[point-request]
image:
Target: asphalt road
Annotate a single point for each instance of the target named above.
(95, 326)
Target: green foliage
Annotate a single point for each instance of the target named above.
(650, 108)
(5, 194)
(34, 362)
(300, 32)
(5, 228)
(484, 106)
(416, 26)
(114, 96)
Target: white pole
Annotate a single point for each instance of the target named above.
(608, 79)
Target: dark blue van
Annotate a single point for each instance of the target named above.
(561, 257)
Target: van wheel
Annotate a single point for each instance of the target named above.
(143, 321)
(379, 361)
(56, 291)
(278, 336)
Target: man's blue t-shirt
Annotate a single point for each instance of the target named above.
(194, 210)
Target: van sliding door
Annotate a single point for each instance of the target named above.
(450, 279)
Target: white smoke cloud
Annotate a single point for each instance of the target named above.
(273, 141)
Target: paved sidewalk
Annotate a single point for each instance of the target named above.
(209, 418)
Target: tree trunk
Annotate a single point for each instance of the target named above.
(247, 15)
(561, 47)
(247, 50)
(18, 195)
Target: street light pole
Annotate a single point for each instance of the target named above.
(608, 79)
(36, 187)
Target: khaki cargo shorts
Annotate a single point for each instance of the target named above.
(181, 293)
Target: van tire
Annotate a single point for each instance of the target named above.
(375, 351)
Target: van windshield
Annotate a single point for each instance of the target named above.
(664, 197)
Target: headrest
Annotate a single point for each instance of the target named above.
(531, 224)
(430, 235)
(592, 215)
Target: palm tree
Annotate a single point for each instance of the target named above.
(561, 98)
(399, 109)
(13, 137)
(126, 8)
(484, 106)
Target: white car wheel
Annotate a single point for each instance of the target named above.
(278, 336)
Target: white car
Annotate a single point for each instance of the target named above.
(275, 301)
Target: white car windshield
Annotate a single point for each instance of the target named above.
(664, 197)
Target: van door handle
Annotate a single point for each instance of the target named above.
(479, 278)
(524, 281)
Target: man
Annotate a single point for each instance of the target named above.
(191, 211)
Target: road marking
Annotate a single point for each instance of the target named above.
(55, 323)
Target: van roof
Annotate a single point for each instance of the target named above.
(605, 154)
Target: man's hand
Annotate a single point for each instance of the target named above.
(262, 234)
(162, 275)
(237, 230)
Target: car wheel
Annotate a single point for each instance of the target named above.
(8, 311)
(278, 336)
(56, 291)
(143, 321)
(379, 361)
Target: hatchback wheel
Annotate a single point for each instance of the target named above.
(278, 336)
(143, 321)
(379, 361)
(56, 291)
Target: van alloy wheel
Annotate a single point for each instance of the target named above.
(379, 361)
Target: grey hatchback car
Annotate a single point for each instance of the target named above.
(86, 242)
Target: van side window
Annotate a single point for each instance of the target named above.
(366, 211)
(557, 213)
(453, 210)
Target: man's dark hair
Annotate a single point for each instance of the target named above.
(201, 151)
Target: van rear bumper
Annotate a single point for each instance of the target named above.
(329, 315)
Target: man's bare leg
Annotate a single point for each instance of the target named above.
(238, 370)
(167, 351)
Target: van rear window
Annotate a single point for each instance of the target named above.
────────────────
▶ PROBLEM DETAILS
How many lines in the entries above include the string "blue"? Please answer with that number and nothing more.

▶ YOUR SOLUTION
2